TO BE DONE: Please quote all of the rows below verbatim, keeping every line intact and in its original order.

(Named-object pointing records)
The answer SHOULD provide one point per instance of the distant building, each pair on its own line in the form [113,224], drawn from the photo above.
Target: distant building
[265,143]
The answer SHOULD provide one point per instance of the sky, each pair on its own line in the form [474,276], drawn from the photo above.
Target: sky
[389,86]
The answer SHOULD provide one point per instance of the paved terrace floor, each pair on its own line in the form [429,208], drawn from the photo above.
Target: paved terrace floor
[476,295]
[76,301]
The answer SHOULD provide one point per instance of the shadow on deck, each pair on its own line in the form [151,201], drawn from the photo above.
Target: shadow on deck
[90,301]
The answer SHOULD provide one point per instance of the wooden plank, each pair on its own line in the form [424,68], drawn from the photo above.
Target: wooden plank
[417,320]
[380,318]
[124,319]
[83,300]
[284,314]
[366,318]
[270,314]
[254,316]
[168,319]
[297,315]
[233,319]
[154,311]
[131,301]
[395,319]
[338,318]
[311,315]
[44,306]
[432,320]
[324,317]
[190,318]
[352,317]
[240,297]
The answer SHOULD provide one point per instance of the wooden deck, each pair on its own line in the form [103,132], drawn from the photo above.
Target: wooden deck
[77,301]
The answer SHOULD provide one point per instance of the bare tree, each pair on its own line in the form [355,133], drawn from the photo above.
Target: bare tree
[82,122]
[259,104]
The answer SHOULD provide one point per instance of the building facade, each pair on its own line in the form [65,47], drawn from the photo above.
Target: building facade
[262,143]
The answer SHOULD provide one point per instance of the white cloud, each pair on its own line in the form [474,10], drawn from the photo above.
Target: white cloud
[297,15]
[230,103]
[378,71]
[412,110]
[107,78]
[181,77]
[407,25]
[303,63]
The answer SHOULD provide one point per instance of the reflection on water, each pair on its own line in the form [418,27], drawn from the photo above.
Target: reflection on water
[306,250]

SOLUTION FOR THIS EXERCISE:
The answer SHOULD provide one point per instance of the distant building, each pair on its own line in the form [113,224], drawn from the photo above.
Target: distant building
[265,143]
The answer SHOULD provide one point per instance of the sky, each pair on its own line in the form [474,276], drawn from the photo above.
Target: sky
[389,86]
The answer SHOULD provide one point per instance of the paved terrace floor, each pair on its own line in the form [429,208], drawn from the photo above.
Target: paved terrace floor
[476,295]
[76,301]
The answer SHOULD provide one point per instance of the shadow on deck, each pair on its own line in the form [151,201], drawn from the photo above.
Target: shadow on deck
[90,301]
The answer SHOULD provide one point per instance of the wooden plank, each pair on its own line in the form [424,68], drawn from the photo above.
Target: wooden plank
[417,320]
[380,318]
[124,319]
[83,300]
[284,314]
[366,318]
[270,314]
[254,316]
[168,319]
[297,315]
[233,319]
[154,311]
[131,301]
[395,319]
[338,318]
[311,315]
[44,306]
[432,320]
[324,317]
[190,318]
[352,317]
[240,297]
The answer SHOULD provide one point per instance of the wooden deck, each pair on its own line in the form [103,132], drawn from the photo above.
Target: wooden deck
[77,301]
The answer SHOULD provide one point per instance of the bare tree, each pair on its own line in the form [355,133], drawn from the photo above.
Target: bare tree
[82,122]
[259,104]
The answer SHOULD provide one point per instance of the building facade, each pair on its own line in the form [65,47], drawn from the photo above.
Target: building facade
[262,143]
The answer SHOULD provide one point per instance of the white cloud, each pair on its own line in the form [474,10], drawn from the photo above.
Target: white cloud
[297,15]
[230,103]
[378,71]
[412,110]
[107,78]
[181,77]
[407,25]
[303,63]
The answer SHOULD provide one point per instance of the reflection on water, each pair on its own line in the form [418,27], drawn from the photo above.
Target: reflection on water
[306,250]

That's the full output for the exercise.